== GIVEN PASSAGE ==
::::

Cloud computing and digital technologies, for example, are branded by many as "disruptive." New services and business models sweeping through markets, such as Uber and Airbnb, are called disruptive. Any startup employing technology to take on established or entrenched businesses is considered by many to be a disruptor. Read too many press releases, and your head will be spinning with all the disruption taking place with every new product tweak. But is it all true to the spirit of disruption, as outlined by Clayton Christensen in his groundbreaking 1997 book, The Innovator's Dilemma? Not really.

Christensen's point is that disruptors are those companies that move into markets by taking on the low-margin end, serving unserved or underserved markets ignored by incumbents. Disruptors don't start out intending to compete with the market leaders. Rather, they start out with the intention of creating new markets that didn't exist before. They create markets, and then push their way up the chain, increasingly pushing incumbents into smaller, high-margin niches. Are businesses we consider "disruptors" doing this? In a recent article he co-wrote in the Harvard Business Review, Christensen and his co-authors take aim at what he considers gross misuse of the term he made famous, disruptive innovation.

::::

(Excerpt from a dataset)
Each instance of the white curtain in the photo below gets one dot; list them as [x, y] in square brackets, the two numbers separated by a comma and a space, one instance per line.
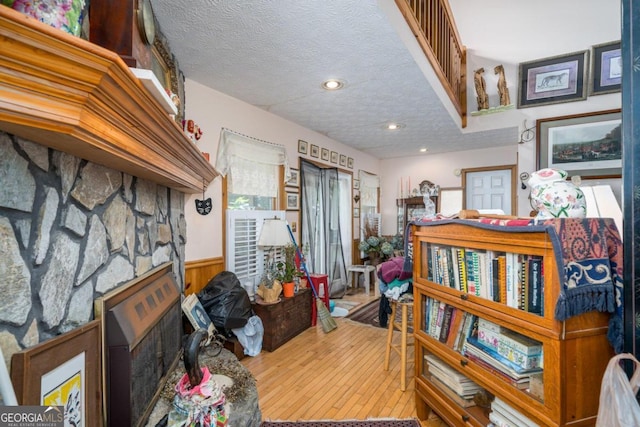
[252, 164]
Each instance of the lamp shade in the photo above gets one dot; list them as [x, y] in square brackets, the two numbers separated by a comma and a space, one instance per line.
[274, 233]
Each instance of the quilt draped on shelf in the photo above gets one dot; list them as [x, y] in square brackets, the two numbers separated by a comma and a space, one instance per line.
[590, 253]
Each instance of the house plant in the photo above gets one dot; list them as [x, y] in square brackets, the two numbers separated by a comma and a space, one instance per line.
[287, 271]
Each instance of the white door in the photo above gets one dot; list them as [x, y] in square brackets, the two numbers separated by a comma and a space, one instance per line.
[489, 189]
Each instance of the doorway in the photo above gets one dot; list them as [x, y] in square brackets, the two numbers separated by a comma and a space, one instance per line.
[490, 188]
[325, 206]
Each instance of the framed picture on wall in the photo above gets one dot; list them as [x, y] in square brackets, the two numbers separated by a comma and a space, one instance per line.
[302, 146]
[606, 68]
[553, 80]
[65, 370]
[295, 178]
[334, 157]
[588, 144]
[293, 201]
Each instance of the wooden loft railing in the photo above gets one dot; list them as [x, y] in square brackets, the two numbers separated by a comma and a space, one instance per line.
[431, 21]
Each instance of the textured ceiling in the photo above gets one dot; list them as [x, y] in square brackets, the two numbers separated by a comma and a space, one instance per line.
[275, 54]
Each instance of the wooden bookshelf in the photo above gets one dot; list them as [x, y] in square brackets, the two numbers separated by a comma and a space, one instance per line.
[575, 352]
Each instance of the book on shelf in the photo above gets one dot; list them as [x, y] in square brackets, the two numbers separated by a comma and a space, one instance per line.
[459, 383]
[523, 280]
[457, 318]
[523, 351]
[534, 300]
[491, 356]
[462, 269]
[509, 414]
[502, 278]
[446, 323]
[445, 389]
[488, 333]
[520, 383]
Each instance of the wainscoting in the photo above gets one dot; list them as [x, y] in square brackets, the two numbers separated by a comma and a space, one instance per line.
[198, 273]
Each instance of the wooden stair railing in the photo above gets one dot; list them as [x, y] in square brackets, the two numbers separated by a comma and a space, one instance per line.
[431, 21]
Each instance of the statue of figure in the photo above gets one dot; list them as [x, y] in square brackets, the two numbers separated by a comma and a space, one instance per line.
[502, 86]
[481, 91]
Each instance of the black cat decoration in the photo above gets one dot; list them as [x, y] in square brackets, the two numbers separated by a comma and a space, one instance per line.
[204, 206]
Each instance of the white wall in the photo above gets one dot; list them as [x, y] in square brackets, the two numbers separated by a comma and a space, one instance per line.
[212, 111]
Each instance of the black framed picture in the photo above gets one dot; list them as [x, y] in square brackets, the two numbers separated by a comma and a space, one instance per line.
[606, 68]
[334, 157]
[302, 146]
[553, 80]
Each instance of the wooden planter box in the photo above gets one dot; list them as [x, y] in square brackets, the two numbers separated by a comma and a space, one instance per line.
[284, 320]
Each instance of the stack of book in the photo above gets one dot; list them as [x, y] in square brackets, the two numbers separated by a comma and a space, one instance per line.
[451, 382]
[504, 415]
[516, 280]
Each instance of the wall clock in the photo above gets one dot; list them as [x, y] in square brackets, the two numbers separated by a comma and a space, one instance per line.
[146, 21]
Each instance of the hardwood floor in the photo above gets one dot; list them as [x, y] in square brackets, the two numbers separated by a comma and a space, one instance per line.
[337, 375]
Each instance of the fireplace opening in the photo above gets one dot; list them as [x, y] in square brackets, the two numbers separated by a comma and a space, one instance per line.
[142, 331]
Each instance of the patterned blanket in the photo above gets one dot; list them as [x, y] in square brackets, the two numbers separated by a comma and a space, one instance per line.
[590, 252]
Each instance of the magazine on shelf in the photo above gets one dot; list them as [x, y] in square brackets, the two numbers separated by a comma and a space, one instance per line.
[198, 317]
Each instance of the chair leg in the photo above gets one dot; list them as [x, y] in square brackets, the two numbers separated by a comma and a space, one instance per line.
[390, 336]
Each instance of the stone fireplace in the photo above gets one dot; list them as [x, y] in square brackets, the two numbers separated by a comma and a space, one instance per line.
[70, 231]
[93, 174]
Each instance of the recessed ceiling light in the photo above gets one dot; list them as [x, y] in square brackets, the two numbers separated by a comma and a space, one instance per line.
[394, 126]
[333, 84]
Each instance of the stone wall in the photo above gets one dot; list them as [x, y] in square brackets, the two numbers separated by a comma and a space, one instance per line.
[70, 231]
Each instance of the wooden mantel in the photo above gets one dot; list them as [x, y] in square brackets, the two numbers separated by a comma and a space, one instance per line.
[74, 96]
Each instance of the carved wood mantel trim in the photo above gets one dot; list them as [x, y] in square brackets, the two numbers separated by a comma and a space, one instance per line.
[74, 96]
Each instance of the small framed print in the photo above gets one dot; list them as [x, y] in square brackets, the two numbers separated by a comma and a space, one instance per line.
[295, 178]
[302, 147]
[553, 80]
[293, 201]
[315, 151]
[606, 68]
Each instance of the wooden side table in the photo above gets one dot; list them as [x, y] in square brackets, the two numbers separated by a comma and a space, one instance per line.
[285, 319]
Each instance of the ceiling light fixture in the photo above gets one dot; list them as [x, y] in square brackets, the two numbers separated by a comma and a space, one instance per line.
[394, 126]
[333, 84]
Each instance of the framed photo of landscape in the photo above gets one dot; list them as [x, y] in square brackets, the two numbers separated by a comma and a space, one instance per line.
[588, 145]
[553, 80]
[606, 70]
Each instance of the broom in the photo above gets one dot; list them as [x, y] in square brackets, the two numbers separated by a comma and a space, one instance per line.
[327, 322]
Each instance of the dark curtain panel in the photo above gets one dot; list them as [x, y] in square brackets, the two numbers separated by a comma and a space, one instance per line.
[630, 50]
[320, 209]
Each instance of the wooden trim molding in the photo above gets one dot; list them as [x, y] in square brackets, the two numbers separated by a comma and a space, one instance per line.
[71, 95]
[199, 272]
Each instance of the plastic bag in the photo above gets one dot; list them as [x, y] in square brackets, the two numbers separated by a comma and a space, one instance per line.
[250, 337]
[226, 302]
[618, 404]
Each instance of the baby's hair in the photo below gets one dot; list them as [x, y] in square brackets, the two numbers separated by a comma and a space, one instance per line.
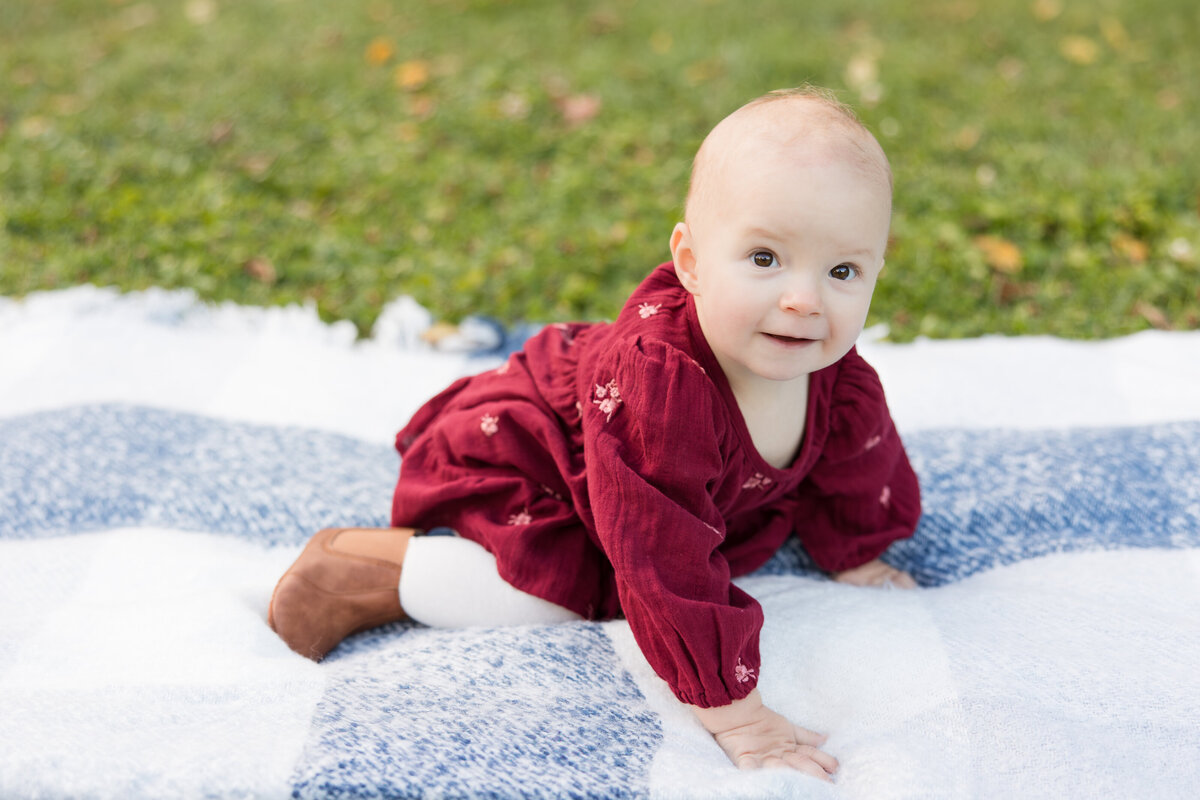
[827, 115]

::::

== EXERCISE AIM ==
Decide whether each of the following statements agrees with the passage on disruptive innovation, answering yes or no and quoting the deciding words from the passage. (a) According to Christensen, disruptors start out intending to compete with the market leaders. (b) The Innovator's Dilemma was published in 1997. (c) Disruptors push incumbents into larger, low-margin markets.

== FULL RESPONSE ==
(a) No: "Disruptors don't start out intending to compete with the market leaders."
(b) Yes: "his groundbreaking 1997 book, The Innovator's Dilemma"
(c) No: "increasingly pushing incumbents into smaller, high-margin niches."